◆ **Data extract**:
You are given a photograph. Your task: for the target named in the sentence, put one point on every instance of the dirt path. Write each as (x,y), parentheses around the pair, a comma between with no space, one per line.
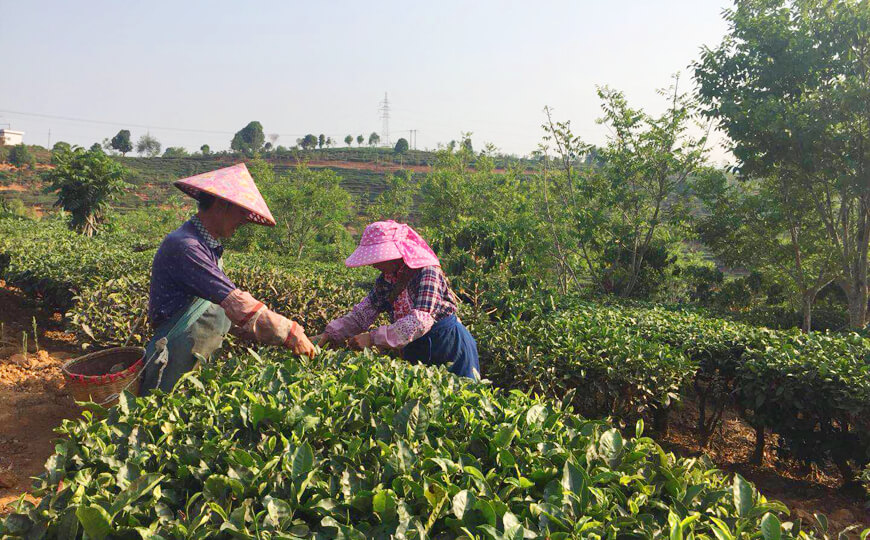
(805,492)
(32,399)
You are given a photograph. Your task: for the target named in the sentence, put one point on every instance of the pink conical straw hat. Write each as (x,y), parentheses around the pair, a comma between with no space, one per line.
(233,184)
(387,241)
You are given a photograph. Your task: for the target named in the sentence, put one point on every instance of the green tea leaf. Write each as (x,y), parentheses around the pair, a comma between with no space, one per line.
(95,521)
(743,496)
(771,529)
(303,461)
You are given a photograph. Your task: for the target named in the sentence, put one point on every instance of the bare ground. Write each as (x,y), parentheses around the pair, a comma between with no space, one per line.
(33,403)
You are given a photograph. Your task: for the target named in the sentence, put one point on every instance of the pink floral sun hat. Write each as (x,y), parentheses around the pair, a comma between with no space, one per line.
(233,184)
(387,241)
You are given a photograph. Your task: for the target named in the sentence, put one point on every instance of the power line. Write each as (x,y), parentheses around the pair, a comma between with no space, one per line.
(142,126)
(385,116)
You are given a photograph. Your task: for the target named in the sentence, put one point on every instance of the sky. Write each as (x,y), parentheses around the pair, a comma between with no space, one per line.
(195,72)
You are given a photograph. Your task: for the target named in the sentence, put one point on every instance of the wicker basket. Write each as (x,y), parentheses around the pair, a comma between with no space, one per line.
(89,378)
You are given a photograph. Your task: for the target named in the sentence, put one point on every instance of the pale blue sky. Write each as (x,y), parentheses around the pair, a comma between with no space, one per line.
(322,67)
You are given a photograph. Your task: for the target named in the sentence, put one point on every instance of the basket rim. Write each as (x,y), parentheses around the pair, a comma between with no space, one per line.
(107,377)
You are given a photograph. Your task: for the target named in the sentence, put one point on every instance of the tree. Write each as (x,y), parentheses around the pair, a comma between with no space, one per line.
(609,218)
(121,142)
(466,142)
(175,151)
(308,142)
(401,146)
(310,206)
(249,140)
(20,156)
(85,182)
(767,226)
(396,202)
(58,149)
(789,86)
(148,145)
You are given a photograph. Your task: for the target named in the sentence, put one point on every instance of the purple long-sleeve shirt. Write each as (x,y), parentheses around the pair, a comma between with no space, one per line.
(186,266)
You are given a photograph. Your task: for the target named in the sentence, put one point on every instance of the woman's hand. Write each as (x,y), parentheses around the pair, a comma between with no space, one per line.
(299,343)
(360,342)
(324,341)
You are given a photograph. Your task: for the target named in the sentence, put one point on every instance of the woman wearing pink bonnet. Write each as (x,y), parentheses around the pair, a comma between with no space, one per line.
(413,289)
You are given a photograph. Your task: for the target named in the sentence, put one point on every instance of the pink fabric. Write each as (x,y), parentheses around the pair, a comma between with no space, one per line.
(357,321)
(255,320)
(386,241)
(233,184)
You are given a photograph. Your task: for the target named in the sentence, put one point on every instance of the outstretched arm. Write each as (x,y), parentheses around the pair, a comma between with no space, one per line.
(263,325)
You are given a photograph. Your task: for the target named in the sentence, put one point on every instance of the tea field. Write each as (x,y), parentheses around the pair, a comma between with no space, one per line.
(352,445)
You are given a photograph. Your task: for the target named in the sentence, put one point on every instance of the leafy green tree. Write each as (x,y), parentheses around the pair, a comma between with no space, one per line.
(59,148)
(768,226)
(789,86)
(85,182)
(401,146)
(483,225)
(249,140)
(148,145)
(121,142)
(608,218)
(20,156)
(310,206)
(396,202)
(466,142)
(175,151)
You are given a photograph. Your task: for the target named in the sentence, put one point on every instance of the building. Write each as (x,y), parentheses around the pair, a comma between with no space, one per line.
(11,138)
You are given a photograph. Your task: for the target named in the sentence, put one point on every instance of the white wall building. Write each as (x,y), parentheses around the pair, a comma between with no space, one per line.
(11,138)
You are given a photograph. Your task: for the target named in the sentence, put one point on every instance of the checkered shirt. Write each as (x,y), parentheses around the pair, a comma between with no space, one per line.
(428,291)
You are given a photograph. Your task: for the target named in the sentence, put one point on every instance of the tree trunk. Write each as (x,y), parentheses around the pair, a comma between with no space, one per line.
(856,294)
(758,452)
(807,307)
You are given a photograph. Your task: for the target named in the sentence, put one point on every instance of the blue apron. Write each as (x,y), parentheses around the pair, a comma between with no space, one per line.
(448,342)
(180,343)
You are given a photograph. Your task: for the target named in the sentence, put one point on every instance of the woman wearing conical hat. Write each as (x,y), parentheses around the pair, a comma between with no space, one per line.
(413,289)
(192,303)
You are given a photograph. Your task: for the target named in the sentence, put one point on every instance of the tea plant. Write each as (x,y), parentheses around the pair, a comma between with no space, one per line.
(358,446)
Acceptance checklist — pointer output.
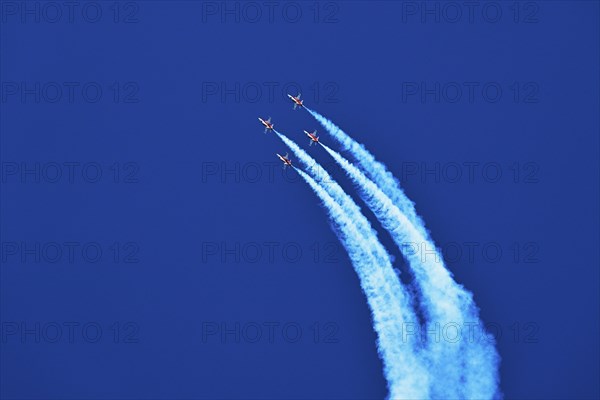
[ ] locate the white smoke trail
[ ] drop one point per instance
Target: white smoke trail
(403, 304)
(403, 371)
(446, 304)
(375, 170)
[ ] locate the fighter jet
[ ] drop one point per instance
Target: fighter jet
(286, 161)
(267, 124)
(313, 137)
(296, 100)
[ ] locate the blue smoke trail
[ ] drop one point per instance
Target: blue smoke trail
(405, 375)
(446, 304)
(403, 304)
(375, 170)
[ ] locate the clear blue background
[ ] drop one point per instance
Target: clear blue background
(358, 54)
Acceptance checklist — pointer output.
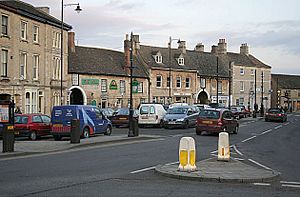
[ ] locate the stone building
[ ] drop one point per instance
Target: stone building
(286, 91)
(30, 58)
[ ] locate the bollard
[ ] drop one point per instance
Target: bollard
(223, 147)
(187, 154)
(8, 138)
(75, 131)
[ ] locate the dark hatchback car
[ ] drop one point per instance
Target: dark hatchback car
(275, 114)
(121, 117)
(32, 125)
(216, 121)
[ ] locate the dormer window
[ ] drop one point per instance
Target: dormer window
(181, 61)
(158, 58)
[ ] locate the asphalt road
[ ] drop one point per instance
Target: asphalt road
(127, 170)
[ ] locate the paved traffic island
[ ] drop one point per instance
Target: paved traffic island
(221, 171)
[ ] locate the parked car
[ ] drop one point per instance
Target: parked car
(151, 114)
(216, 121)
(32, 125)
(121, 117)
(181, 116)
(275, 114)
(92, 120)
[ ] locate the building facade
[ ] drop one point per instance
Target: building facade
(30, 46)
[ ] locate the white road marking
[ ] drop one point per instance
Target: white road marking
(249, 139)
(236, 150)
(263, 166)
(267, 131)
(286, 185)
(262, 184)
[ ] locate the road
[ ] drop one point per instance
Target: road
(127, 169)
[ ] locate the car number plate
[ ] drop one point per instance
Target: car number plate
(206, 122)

---

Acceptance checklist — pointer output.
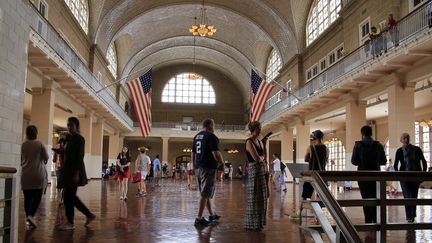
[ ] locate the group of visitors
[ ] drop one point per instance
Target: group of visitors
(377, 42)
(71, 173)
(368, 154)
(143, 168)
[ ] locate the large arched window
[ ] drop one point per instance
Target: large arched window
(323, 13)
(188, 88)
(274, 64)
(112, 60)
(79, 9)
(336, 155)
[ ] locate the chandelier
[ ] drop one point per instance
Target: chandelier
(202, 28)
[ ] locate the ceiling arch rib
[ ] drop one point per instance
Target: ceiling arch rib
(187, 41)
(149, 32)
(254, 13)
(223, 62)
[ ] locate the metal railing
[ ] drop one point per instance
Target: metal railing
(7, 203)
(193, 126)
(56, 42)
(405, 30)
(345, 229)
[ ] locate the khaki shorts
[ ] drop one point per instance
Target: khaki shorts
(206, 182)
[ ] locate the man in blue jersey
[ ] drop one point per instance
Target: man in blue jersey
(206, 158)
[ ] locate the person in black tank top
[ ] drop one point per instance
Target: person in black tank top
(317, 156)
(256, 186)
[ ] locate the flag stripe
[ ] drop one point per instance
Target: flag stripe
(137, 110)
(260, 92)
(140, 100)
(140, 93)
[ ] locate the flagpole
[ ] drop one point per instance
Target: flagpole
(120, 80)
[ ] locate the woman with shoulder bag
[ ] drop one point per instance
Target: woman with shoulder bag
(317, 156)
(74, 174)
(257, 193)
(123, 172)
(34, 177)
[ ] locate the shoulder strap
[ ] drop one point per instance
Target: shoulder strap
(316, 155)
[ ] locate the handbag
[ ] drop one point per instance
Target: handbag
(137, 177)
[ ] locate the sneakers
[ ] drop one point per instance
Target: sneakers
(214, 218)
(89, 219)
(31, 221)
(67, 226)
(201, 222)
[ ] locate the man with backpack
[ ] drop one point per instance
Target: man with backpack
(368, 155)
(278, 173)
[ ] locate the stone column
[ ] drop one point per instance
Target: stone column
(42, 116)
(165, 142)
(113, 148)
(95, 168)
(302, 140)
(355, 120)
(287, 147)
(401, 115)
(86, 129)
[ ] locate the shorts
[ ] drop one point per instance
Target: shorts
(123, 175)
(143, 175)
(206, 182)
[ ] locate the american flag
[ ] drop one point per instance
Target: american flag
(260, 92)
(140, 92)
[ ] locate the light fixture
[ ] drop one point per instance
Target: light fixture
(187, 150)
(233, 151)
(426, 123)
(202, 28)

◆ **Exercise**: Here the output must be the lines above from the line with "Target: dark hatchback car" to the line with "[ ] locate the car number plate", both included, duplicated word for word and nothing else.

◆ **Your response**:
Target: dark hatchback car
(275, 114)
(121, 117)
(32, 125)
(216, 121)
[ ] locate the dormer window
[ ] drop one point per instance
Target: dormer window
(181, 61)
(158, 58)
[ ] locate the asphalt road
[ ] drop one point per instance
Target: asphalt road
(127, 170)
[ ] locate the paved traffic island
[ ] drop one point per instance
Target: paved traffic island
(221, 171)
[ ] locate the parked car
[ ] drop one point per instance
Target: parked car
(151, 114)
(216, 121)
(32, 125)
(121, 117)
(181, 116)
(275, 114)
(92, 120)
[ ] locate the building facade
[ ] drop one point per instance
Target: building facade
(30, 46)
[ ] locate the white road marking
[ ] drop one point per instance
Target: white road marking
(249, 139)
(236, 150)
(263, 166)
(267, 131)
(286, 185)
(262, 184)
[ ] locate the road
[ ] drop one point per instance
Target: road
(127, 169)
[ ] locate the car number plate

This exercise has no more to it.